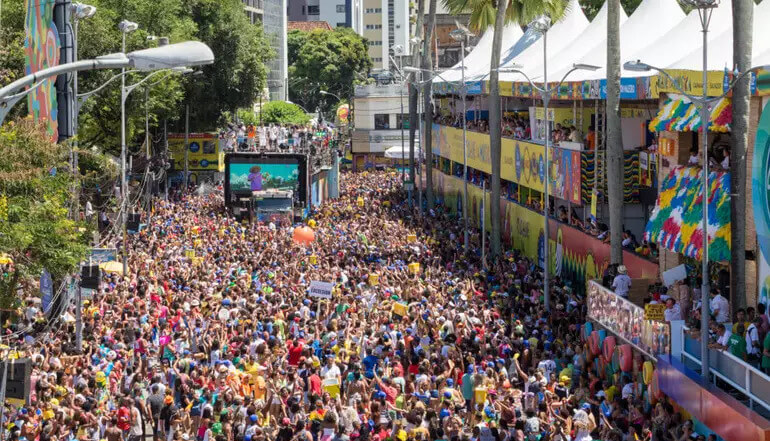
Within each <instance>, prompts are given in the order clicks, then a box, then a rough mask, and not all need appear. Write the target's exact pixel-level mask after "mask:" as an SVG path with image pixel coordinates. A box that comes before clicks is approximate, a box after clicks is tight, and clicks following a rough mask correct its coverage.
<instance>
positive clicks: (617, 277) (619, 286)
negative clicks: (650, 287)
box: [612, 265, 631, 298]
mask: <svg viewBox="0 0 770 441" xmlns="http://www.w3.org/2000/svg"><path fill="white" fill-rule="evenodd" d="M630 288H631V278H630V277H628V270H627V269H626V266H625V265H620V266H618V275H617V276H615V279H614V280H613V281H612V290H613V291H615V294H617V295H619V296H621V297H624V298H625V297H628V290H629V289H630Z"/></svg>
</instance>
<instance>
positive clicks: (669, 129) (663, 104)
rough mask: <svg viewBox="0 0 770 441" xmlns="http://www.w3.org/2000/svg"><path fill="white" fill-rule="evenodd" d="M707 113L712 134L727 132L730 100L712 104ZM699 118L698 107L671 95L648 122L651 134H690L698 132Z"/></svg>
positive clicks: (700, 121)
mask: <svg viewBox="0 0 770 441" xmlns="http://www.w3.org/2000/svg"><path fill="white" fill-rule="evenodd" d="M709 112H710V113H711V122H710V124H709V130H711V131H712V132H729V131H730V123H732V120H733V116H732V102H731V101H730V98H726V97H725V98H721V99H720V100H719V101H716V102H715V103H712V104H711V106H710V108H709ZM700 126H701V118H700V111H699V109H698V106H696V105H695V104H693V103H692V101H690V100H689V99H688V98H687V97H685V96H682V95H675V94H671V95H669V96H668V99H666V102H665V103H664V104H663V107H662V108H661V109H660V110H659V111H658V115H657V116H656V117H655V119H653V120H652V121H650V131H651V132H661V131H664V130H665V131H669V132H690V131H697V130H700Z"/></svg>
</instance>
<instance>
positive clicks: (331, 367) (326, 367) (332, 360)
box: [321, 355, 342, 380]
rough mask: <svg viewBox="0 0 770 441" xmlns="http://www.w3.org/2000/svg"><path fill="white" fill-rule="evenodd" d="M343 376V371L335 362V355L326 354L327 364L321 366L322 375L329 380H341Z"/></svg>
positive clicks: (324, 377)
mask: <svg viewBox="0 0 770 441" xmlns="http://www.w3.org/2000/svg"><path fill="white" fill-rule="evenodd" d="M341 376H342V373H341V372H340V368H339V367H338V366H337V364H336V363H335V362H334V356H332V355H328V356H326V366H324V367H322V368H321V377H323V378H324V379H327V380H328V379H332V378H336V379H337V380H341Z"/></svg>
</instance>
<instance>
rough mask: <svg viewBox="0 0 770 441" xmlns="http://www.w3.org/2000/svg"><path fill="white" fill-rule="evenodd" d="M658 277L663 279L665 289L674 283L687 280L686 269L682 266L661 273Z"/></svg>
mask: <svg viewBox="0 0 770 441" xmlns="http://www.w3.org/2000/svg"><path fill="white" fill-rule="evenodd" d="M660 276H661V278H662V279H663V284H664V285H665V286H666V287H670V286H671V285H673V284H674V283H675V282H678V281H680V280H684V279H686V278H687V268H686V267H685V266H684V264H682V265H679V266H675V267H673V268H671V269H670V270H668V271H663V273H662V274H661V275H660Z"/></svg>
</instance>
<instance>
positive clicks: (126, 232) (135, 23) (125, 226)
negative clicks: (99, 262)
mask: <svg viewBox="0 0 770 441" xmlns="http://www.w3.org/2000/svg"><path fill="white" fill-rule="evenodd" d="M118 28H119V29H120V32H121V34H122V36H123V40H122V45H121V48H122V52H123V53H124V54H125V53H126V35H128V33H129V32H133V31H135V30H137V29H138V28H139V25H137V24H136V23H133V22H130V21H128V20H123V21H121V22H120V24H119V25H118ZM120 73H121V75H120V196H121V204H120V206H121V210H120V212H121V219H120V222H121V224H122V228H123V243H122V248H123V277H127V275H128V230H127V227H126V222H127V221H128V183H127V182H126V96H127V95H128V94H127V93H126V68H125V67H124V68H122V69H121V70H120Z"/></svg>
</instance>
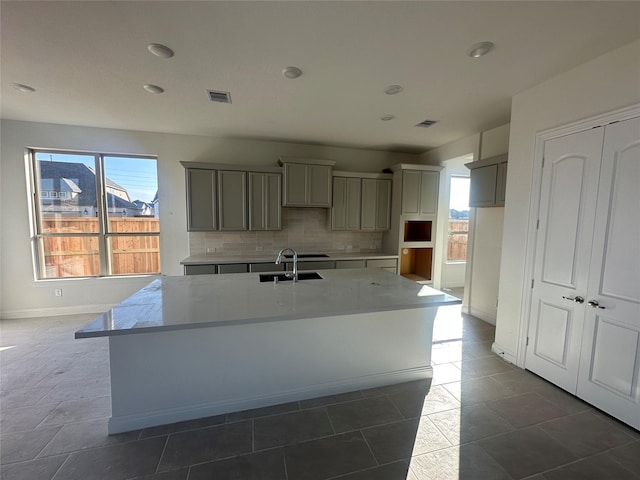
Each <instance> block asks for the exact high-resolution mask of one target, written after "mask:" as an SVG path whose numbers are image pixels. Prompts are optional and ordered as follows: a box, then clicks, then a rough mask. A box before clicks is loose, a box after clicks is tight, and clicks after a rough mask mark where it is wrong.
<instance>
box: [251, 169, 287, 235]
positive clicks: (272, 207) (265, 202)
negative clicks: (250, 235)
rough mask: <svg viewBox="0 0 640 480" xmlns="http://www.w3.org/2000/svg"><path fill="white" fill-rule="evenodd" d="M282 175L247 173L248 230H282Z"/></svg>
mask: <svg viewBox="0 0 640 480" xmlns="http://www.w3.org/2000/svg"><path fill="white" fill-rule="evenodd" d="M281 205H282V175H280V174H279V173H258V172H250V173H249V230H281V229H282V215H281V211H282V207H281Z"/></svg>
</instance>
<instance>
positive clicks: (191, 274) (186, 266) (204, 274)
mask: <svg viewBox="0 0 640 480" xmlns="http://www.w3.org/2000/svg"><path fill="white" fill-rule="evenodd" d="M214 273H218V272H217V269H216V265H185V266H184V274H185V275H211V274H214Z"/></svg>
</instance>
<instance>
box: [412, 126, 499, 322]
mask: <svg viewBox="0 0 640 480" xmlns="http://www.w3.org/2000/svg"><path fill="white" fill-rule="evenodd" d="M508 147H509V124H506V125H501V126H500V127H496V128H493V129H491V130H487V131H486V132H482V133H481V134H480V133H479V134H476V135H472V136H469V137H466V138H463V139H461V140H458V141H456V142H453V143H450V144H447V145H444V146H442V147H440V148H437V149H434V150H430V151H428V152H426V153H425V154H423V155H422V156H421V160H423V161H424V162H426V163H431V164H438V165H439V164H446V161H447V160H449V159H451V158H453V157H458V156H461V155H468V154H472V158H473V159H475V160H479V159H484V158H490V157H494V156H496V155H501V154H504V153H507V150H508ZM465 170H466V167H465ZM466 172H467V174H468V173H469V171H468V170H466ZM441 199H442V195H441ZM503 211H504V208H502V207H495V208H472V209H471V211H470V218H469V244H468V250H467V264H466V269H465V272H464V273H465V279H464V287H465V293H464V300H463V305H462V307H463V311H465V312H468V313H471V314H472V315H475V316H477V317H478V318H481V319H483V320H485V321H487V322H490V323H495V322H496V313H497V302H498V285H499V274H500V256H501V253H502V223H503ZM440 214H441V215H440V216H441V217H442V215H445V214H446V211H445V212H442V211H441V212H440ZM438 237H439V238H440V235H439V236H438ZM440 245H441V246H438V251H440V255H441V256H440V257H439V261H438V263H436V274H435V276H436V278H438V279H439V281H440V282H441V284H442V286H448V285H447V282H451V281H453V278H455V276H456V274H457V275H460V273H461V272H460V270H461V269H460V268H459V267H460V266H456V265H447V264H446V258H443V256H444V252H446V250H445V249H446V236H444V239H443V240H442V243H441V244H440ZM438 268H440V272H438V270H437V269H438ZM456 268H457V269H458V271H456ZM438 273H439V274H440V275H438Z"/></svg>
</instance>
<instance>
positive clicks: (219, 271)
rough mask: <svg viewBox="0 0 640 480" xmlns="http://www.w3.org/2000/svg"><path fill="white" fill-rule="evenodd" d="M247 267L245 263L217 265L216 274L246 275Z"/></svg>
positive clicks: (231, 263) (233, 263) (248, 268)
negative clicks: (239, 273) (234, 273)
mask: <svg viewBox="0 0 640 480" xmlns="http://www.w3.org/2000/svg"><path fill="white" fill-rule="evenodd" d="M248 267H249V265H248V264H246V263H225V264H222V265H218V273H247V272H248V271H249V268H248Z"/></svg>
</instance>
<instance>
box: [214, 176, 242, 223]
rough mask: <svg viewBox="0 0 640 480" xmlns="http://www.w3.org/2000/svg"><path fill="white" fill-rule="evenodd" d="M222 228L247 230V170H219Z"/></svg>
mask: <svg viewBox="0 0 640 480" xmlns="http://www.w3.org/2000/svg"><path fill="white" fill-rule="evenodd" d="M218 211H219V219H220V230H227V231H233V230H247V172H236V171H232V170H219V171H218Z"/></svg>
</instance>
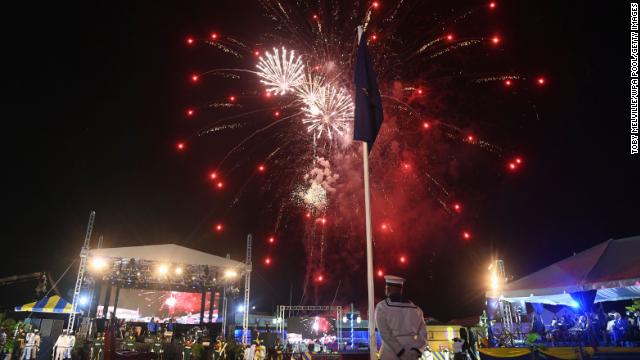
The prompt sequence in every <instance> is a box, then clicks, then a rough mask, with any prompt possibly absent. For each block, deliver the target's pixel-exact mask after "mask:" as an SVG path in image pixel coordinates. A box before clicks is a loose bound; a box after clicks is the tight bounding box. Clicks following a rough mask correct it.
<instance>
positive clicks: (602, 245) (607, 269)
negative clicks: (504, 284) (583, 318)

■ What the task asks ■
Leaving the pictures out, copy exactly the lines from the line that contains "negative clicks: (239, 273) (234, 273)" to the last line of the data, both ends included.

■ Output for this exercise ■
negative clicks: (239, 273) (234, 273)
mask: <svg viewBox="0 0 640 480" xmlns="http://www.w3.org/2000/svg"><path fill="white" fill-rule="evenodd" d="M248 267H249V265H248V264H246V263H225V264H222V265H218V273H247V272H248V271H249V268H248Z"/></svg>
</instance>
<instance>
box: [214, 176, 242, 223]
rough mask: <svg viewBox="0 0 640 480" xmlns="http://www.w3.org/2000/svg"><path fill="white" fill-rule="evenodd" d="M222 228L247 230V170H219Z"/></svg>
mask: <svg viewBox="0 0 640 480" xmlns="http://www.w3.org/2000/svg"><path fill="white" fill-rule="evenodd" d="M218 211H219V219H220V230H227V231H233V230H247V172H236V171H232V170H219V171H218Z"/></svg>
</instance>
The prompt sequence in every <instance> is a box, then clicks, then a rough mask, with any prompt possibly absent. For each block, deliver the target's pixel-exact mask after "mask:" as an SVG path in image pixel coordinates. A box before clicks is a loose bound; a box after clicks is the tight bounding box. Clicks following a rough mask correct it.
<instance>
positive clicks: (602, 245) (607, 269)
negative clicks: (504, 284) (583, 318)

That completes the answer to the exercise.